Sono passati pochi mesi dalla morte dell’indimenticabile Giovanni Agnelli, l’avvocato per antonomasia, pertanto all’interno del Gruppo s’impone la necessità di ridefinire l’organigramma ed è così che tocca ad Umberto Agnelli la responsabilità delle sorti dell’azienda e, si potrebbe dire, della reputazione industriale dell’intera famiglia.

Sarà lui, successore di Paolo Fresco nel ruolo di Presidente, ovviamente con Morchio, a voler ritornare al core business dell’auto dopo gli anni della strategia di diversificazione targata Cesare Romiti. Dunque, la scelta della concentrazione sul settore delle vetture implica il sacrificio di gran parte dei gioielli di famiglia, rappresentativi di investimenti realizzati nel corso del tempo impiegando risorse generate in eccesso rispetto ai fabbisogni aziendali. Purtroppo, la sua permanenza sul posto di comando dura soltanto un anno e nel maggio del 2004 un temibile cancro ne provoca la morte.

DATI ESTRATTI:
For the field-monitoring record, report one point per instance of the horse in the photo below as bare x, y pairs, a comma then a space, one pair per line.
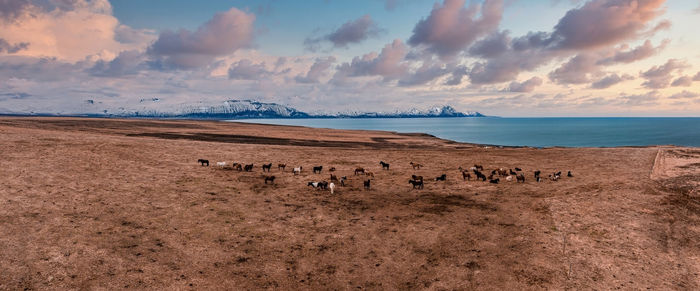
479, 175
415, 165
268, 167
416, 184
385, 166
323, 185
466, 175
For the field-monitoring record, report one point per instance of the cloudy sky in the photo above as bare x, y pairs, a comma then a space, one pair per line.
499, 57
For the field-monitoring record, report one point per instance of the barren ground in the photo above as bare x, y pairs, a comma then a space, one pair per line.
109, 204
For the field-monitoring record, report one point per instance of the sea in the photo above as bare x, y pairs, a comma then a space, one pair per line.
533, 132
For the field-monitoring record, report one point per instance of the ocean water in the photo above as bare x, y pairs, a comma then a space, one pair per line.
535, 132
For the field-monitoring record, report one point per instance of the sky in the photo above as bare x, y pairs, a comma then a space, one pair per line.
498, 57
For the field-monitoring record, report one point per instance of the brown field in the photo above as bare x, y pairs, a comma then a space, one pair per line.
110, 204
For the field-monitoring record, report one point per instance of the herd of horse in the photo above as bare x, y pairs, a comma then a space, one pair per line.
494, 176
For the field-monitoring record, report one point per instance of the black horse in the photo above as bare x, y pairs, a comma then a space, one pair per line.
385, 166
480, 175
268, 167
416, 184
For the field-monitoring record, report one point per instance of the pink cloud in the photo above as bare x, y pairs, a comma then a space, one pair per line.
526, 86
388, 63
641, 52
604, 22
225, 33
317, 70
451, 27
660, 76
610, 80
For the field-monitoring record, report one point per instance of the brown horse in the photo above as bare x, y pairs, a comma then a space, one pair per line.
415, 165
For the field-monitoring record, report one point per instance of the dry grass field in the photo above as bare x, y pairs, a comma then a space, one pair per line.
109, 204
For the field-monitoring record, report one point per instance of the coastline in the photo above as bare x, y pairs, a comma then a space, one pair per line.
87, 203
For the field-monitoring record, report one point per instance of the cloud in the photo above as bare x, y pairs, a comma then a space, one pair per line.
317, 70
39, 69
126, 63
69, 30
354, 31
11, 9
659, 77
649, 98
6, 47
641, 52
388, 63
604, 22
491, 46
610, 80
247, 70
576, 70
427, 72
225, 33
451, 27
683, 81
526, 86
684, 95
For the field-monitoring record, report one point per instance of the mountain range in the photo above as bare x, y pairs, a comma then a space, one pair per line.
247, 109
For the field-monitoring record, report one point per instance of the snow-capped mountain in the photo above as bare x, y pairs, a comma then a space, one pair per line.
244, 109
436, 111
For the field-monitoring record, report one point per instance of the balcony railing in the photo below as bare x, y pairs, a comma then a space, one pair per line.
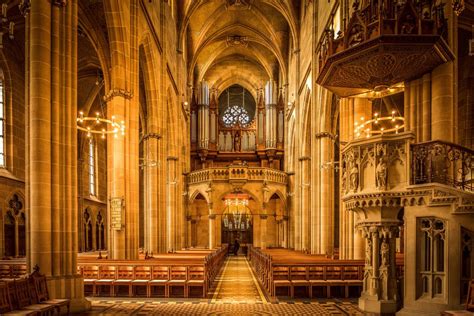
382, 44
238, 173
444, 163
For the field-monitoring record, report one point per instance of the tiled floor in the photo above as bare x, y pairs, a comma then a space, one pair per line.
236, 292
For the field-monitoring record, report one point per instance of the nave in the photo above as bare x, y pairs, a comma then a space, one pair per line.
236, 291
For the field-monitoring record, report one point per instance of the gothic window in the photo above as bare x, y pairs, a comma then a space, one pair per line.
236, 107
91, 163
431, 258
2, 122
100, 232
87, 231
14, 228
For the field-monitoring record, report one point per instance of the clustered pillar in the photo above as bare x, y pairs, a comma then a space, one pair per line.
51, 195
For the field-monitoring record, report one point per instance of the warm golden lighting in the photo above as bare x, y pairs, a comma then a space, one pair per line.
111, 126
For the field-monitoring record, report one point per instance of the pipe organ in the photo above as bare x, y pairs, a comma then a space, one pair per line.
237, 125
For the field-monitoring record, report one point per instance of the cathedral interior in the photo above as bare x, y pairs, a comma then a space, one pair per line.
237, 157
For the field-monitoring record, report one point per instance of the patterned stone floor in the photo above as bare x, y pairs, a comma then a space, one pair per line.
236, 292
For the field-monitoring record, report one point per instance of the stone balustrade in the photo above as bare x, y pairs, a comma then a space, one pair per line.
238, 173
376, 164
444, 163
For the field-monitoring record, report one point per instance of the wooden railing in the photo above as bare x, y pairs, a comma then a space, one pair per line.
238, 173
371, 19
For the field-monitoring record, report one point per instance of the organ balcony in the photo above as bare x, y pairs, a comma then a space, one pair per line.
385, 42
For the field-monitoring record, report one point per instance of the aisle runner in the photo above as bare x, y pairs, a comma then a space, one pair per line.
237, 284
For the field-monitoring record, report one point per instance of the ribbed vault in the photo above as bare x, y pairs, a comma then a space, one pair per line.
242, 42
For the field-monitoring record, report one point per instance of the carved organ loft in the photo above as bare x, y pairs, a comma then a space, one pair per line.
339, 132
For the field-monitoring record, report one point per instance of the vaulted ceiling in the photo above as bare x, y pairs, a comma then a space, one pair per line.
244, 42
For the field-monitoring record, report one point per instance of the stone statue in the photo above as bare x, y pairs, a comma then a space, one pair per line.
354, 177
344, 181
384, 249
237, 141
381, 174
368, 253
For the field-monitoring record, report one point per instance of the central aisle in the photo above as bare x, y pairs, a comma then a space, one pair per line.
237, 283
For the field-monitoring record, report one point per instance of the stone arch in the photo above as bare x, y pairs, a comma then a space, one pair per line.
195, 194
14, 225
278, 193
306, 121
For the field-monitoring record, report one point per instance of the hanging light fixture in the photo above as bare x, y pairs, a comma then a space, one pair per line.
458, 6
5, 26
99, 124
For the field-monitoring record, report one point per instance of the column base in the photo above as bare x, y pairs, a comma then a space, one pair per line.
71, 287
370, 304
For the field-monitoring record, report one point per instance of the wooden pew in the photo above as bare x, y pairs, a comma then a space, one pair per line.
315, 274
167, 275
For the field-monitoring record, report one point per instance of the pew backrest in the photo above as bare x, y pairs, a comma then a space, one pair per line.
5, 304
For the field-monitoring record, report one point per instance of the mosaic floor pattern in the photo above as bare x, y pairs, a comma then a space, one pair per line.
235, 292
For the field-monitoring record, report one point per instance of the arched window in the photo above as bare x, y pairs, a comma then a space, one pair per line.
92, 183
2, 121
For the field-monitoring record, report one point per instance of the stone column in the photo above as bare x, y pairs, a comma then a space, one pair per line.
263, 231
212, 229
51, 157
122, 151
307, 218
203, 115
172, 205
271, 114
152, 166
285, 232
442, 109
379, 293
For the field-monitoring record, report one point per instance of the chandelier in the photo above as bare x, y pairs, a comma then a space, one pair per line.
100, 125
373, 126
237, 215
5, 27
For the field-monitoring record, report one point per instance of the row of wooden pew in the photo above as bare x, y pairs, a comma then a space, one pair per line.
179, 274
29, 296
309, 275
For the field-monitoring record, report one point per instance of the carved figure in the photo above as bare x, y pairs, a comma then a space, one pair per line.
381, 174
354, 177
384, 249
237, 141
368, 253
356, 35
344, 180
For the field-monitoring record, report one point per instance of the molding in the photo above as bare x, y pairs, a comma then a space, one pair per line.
151, 26
112, 93
59, 3
173, 82
150, 135
24, 7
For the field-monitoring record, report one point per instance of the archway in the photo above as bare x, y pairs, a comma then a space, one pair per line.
198, 223
237, 220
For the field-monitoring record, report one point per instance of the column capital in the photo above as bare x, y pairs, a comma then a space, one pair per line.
24, 7
112, 93
59, 3
151, 135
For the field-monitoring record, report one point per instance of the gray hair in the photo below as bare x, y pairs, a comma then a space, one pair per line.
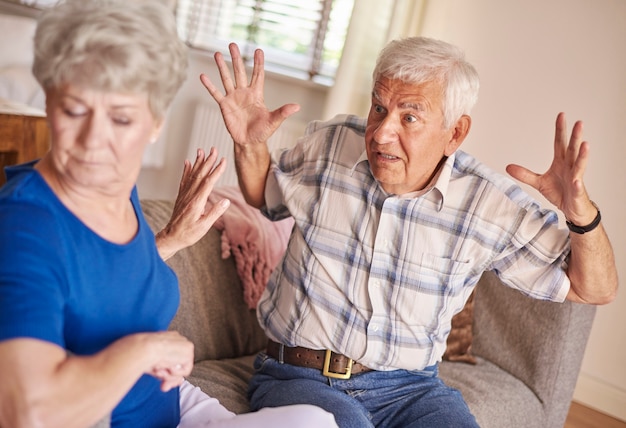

COMPITI DA SVOLGERE:
(A) Nel brano sulla guida del Gruppo dopo la morte di Giovanni Agnelli, chi era il predecessore di Umberto Agnelli nel ruolo di Presidente?
(B) Prosegua il brano sulla guida del Gruppo dopo la morte di Giovanni Agnelli, riprendendo dopo la sua ultima frase.

RISPOSTE FORNITE:
(A) Paolo Fresco.

(B)
Dopo la fuoriuscita di Morchio, non accontentato dalla proprietà circa il suo desiderio di riunire in se stesso le due cariche di Presidente e Amministratore Delegato, viene alla ribalta il nuovo management, all’interno del quale assume una posizione di rilievo John Elkann, già da tempo nel Cda per volere del nonno e che ora ricopre l’ufficio di Vice – Presidente, ma che sarà destinato alla carica più alta allorché Luca di Montezemolo deciderà di defilarsi.

La sfida di Marchionne si presenta alquanto ardua, in quanto, creare le condizioni per la rinascita di Fiat in un mercato non proprio inesplorato, significa scommettere tanto se non tutto in termini di credibilità ed fama.

Si lavora su più fronti. Si comincia dal prodotto, per cui, dopo obbrobri chiamati Duna, Palio, Stilo, vengono lanciati nuovi modelli che si riveleranno autentici successi. È il caso della nuova Panda, della Grande Punto e della Ypsilon.

Anche l’immagine aziendale necessita di essere risollevata, quindi si dà avvio ad una campagna di rilancio del marchio allo scopo di elevarlo a griffe.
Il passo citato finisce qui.